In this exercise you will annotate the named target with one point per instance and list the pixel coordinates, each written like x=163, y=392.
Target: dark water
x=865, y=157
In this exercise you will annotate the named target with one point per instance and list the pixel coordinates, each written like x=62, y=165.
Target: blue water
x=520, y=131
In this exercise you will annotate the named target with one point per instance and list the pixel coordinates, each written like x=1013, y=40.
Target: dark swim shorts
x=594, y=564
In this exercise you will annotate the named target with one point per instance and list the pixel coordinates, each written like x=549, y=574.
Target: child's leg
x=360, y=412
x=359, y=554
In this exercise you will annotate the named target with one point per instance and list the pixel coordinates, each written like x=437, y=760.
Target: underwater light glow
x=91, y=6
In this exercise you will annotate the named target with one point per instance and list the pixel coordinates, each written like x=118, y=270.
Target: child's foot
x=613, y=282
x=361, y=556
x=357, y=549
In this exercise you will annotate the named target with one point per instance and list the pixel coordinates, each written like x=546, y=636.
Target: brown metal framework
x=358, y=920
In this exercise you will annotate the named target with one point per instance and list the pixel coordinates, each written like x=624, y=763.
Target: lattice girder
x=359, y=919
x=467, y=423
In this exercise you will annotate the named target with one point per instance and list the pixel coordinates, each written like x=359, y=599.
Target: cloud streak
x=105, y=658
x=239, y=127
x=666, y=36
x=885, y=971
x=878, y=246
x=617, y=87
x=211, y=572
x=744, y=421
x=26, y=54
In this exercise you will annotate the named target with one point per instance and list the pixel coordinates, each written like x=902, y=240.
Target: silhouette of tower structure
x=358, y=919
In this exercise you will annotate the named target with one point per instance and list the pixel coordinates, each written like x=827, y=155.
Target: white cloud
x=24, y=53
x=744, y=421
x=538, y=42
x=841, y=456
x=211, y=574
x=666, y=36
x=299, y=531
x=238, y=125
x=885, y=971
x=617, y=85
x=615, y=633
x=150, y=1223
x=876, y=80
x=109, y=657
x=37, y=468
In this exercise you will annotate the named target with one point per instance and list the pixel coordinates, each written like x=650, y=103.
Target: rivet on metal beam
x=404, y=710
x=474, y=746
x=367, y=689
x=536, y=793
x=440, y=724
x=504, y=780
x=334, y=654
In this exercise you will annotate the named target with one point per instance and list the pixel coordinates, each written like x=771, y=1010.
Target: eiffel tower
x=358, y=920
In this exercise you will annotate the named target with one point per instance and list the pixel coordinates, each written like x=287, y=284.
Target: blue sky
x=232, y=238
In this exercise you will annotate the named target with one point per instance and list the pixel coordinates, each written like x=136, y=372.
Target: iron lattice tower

__________________________________________________

> [What you will do]:
Turn all the lines above into a numbered list, leaving out any blank lines.

> [Complete output]:
1. In this exercise you will annotate the named target with one point per instance and list the pixel coordinates, each written like x=163, y=392.
2. Target: dark water
3. x=865, y=157
4. In this exercise you will annotate the named target with one point per instance and list the pixel coordinates, each written like x=62, y=165.
5. Target: blue water
6. x=520, y=131
7. In this exercise you will annotate the named target with one point per instance and list the pixel coordinates, each written like x=1013, y=40.
8. Target: dark swim shorts
9. x=594, y=564
10. In this exercise you will annotate the named target with one point per instance and list the pixel coordinates, each written like x=549, y=574.
11. Target: child's leg
12. x=360, y=412
13. x=359, y=554
14. In this exercise you will annotate the named target with one point per instance and list the pixel coordinates, each written like x=437, y=760.
15. Target: underwater light glow
16. x=91, y=6
17. In this exercise you will annotate the named target with one point per instance and list the pixel coordinates, each written like x=118, y=270.
18. Target: child's foot
19. x=613, y=282
20. x=361, y=556
21. x=357, y=549
22. In this exercise you will annotate the named target with one point per instance and list the pixel coordinates, each written like x=546, y=636.
23. Target: brown metal framework
24. x=358, y=920
25. In this exercise you will annotate the named target with one point per instance and list the pixel coordinates, each written like x=624, y=763.
26. Target: lattice girder
27. x=359, y=919
28. x=467, y=423
29. In this exercise you will annotate the named target with one point per instance and list the pixel coordinates, each written like x=359, y=599.
30. Target: cloud streak
31. x=105, y=658
32. x=239, y=127
33. x=666, y=36
34. x=885, y=971
35. x=878, y=246
36. x=617, y=87
37. x=211, y=572
38. x=744, y=421
39. x=26, y=54
40. In this exercise you will annotate the named target with one point per instance and list the pixel coordinates, each written like x=902, y=240.
41. Target: silhouette of tower structure
42. x=358, y=919
43. In this exercise you will annotate the named target with one point per instance and list the pixel coordinates, each written like x=827, y=155.
44. Target: white cloud
45. x=24, y=53
46. x=744, y=421
47. x=538, y=42
48. x=841, y=456
49. x=211, y=574
50. x=666, y=36
51. x=299, y=531
52. x=238, y=125
53. x=885, y=971
54. x=617, y=85
55. x=615, y=633
56. x=150, y=1223
57. x=876, y=80
58. x=109, y=657
59. x=37, y=468
60. In this exercise you will annotate the named target with one point per instance and list the pixel coordinates, each written like x=650, y=103.
61. Target: rivet on metal beam
62. x=404, y=710
63. x=474, y=746
64. x=367, y=689
65. x=536, y=793
66. x=440, y=724
67. x=504, y=780
68. x=334, y=654
69. In this exercise you will annotate the named target with one point per instance and list the pixel coordinates, each written like x=771, y=1010.
70. Target: eiffel tower
71. x=358, y=920
72. In this exercise you will annotate the named target with one point per instance and list the pixel coordinates, each written like x=287, y=284.
73. Target: blue sky
74. x=232, y=238
75. In this exercise you will annotate the named target with one point per instance and list the pixel coordinates, each written like x=136, y=372.
76. Target: iron lattice tower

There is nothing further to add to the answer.